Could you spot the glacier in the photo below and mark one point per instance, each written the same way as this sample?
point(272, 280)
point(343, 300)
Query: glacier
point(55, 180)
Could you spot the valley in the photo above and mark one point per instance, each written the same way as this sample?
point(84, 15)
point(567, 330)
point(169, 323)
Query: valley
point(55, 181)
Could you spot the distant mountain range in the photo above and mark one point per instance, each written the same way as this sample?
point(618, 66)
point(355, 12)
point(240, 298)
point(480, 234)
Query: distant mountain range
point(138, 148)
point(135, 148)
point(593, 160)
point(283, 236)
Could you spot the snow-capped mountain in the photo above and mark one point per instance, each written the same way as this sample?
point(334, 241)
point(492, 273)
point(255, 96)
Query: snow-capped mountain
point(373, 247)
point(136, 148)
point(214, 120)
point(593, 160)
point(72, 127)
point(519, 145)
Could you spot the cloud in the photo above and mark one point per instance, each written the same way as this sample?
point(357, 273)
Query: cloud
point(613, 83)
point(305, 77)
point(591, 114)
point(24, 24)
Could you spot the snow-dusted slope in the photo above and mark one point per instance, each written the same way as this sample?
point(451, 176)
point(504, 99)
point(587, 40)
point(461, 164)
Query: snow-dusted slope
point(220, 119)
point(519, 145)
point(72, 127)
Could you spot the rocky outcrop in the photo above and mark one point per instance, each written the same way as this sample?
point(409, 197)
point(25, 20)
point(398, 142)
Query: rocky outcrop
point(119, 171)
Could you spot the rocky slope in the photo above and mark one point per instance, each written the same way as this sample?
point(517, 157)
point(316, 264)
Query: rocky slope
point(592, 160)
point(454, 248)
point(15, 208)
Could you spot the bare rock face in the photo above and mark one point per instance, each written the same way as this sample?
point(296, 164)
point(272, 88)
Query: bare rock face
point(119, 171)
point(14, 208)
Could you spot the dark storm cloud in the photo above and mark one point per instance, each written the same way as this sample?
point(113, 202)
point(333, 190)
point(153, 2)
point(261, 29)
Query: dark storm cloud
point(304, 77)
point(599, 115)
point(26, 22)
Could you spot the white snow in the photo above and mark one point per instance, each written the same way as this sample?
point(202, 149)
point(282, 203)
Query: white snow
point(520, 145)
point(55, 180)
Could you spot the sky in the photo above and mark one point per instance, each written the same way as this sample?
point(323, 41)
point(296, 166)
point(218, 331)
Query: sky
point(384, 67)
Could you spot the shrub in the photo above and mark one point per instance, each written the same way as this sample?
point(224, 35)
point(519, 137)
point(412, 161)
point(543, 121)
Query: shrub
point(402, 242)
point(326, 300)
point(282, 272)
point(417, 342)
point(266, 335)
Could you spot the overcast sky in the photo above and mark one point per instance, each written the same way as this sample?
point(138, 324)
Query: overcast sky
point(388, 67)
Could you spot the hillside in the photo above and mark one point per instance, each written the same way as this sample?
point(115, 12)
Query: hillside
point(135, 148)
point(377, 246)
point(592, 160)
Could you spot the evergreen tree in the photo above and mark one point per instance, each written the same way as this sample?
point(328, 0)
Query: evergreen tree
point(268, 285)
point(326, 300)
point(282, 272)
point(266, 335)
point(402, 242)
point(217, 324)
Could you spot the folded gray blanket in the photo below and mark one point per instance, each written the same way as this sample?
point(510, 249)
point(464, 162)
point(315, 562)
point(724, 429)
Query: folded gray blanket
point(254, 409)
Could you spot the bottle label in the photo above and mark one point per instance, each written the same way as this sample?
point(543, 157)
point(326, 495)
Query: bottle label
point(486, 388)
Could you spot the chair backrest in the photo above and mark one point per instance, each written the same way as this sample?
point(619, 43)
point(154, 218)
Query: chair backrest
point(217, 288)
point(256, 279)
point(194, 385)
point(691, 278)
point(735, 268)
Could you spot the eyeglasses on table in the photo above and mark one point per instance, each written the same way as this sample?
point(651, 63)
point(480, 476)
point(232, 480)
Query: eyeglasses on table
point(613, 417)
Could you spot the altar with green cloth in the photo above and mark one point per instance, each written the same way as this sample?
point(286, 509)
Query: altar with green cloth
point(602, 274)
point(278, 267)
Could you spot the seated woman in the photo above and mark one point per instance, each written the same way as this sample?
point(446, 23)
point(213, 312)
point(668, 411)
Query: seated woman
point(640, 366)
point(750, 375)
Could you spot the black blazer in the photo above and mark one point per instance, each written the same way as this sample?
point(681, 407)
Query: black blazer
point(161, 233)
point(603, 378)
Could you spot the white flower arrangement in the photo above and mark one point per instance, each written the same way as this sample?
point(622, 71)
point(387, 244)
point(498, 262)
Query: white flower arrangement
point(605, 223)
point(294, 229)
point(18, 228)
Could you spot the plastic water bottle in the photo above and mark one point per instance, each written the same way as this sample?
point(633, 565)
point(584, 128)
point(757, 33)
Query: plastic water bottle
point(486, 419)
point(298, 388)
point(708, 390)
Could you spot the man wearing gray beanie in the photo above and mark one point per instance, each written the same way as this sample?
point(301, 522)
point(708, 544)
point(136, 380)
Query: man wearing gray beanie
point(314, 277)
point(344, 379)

- Task prompt -
Rewrite only the stretch of the listing from the line containing "Could you spot the overcast" through the line containing "point(217, 324)", changing "hillside" to "mountainside" and leaving everything else as it is.

- Solution below -
Could you spot the overcast sky in the photo above and mark one point per instance, each written the same way as this sample?
point(138, 324)
Query: overcast sky
point(388, 67)
Could you spot the mountainside in the photo above and mark one point per instance, each written the same way as this sample?
point(115, 12)
Query: mountainside
point(135, 148)
point(377, 246)
point(592, 160)
Could you spot the evergreen tree in the photo above and mark one point per instance, each written the same way as this sample?
point(328, 0)
Query: evergreen tree
point(268, 285)
point(326, 300)
point(282, 272)
point(266, 335)
point(402, 242)
point(217, 324)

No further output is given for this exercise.